▶ Task to complete
The entries that follow should be written out exactly.
* START *
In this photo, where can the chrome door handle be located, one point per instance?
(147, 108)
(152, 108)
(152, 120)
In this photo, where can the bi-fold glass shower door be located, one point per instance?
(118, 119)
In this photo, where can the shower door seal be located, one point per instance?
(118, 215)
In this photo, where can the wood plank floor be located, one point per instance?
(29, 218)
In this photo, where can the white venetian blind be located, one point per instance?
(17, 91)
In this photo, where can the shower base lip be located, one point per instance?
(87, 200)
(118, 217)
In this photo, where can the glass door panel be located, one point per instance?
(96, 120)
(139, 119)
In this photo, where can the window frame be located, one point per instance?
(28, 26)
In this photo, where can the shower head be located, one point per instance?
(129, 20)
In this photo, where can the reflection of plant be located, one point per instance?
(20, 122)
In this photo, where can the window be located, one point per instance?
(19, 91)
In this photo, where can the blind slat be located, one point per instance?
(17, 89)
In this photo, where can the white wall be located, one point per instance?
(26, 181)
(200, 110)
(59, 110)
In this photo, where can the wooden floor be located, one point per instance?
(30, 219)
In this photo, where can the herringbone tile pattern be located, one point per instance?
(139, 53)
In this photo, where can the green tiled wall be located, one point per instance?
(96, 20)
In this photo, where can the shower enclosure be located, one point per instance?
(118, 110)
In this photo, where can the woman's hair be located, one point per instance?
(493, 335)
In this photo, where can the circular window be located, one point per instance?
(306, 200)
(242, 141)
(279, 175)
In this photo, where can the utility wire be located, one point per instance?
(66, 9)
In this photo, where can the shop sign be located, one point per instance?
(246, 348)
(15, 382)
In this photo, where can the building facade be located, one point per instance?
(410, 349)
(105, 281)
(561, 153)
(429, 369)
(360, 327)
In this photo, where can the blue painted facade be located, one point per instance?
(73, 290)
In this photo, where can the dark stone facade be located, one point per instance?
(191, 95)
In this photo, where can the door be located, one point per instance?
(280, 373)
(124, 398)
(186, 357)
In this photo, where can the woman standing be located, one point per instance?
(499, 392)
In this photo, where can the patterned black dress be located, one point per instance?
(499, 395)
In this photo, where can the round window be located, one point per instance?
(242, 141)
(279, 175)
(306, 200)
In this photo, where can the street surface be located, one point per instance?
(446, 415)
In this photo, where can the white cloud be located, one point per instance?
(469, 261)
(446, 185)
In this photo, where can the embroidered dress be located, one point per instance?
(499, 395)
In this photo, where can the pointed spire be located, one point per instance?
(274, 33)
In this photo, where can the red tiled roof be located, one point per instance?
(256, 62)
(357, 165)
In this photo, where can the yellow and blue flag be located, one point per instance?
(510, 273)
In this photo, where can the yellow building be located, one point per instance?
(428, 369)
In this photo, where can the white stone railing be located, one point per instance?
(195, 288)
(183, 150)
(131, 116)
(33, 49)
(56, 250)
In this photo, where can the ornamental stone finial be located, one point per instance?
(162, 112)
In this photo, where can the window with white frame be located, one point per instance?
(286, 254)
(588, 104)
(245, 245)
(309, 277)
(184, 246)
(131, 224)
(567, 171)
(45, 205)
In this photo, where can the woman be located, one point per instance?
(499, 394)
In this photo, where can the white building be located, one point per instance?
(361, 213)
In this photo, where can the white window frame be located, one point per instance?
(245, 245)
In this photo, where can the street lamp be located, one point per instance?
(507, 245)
* END *
▶ Result below
In this photo, where can the chrome door handle be located, one point per instance?
(147, 108)
(152, 108)
(152, 120)
In this photo, where can the bi-fold glass shower door be located, one point per instance?
(118, 119)
In this photo, where can the shower door seal be located, one point per instance?
(118, 215)
In this photo, where can the wood plank floor be located, one point per instance?
(29, 218)
In this photo, where can the white venetian blind be located, one point per instance?
(17, 91)
In this photo, where can the shower base lip be located, one point per instance?
(87, 200)
(118, 217)
In this photo, where can the glass door panel be located, one point per instance?
(96, 120)
(139, 119)
In this photo, where can the window frame be located, one point per instance?
(28, 26)
In this photo, where can the shower head be located, one point per instance?
(129, 20)
In this photo, where can the reflection of plant be located, one point per instance?
(20, 122)
In this photo, where can the window be located, one point per instance?
(19, 91)
In this photo, where can the blind slat be located, one point per instance?
(17, 89)
In this photo, where can the white wall be located, one point per instance?
(26, 181)
(200, 110)
(59, 110)
In this photo, where can the wooden floor be located, one point per instance?
(30, 219)
In this photo, where can the herringbone tile pattern be located, one point per instance?
(139, 53)
In this photo, where can the green tiled wall be located, one point per instance?
(96, 20)
In this photo, where can the shower enclosure be located, one point per instance?
(118, 110)
In this photo, where can the woman's hair be located, one point per instance?
(493, 335)
In this photo, where can the circular window be located, one point per instance?
(306, 200)
(242, 141)
(279, 175)
In this photo, where can the utility wire be located, one point per instance?
(66, 9)
In this photo, where can the shop sign be located, one point per instance?
(246, 348)
(15, 382)
In this photo, where can the building facade be located, one point per instance?
(410, 349)
(105, 281)
(561, 153)
(429, 369)
(360, 327)
In this photo, where can the blue painted facade be located, one point per instance?
(73, 290)
In this photo, where can the dark stone facade be located, one point per instance?
(191, 95)
In this photo, where can the door be located, one point per instance?
(280, 373)
(124, 398)
(186, 357)
In this photo, where can the woman standing be located, one point per instance?
(499, 392)
In this photo, where can the patterned black dress be located, one point per instance?
(499, 395)
In this photo, where can the round window be located, one point per instance?
(242, 141)
(279, 175)
(306, 200)
In this photo, where can the street surface be located, one point per instance?
(446, 415)
In this photo, where can the white cloud be located, one point per instance?
(469, 261)
(446, 185)
In this photo, where can the embroidered dress be located, one point per instance?
(499, 395)
In this photo, where can the pointed spire be located, one point per instance?
(274, 33)
In this photo, where can the red tiled roof be located, one point per instance?
(256, 62)
(357, 165)
In this photo, where can the yellow and blue flag be located, one point per instance?
(510, 273)
In this photo, where can the yellow building be located, one point per instance?
(428, 369)
In this photo, where can the white stone railing be located, one point per instance?
(195, 288)
(183, 150)
(131, 116)
(33, 49)
(56, 250)
In this photo, where can the ornamental stone finial be located, one point per instance?
(162, 112)
In this photo, where can the window with white frame be located, one point per instance?
(286, 254)
(588, 104)
(245, 245)
(309, 277)
(184, 246)
(131, 224)
(567, 171)
(45, 205)
In this photo, where can the woman be located, one point per instance?
(499, 394)
In this photo, where can the white building be located, one point per instance?
(361, 213)
In this photo, where can the white window frame be located, one point per instance?
(245, 245)
In this photo, where can the street lamp be located, one point per instance?
(507, 245)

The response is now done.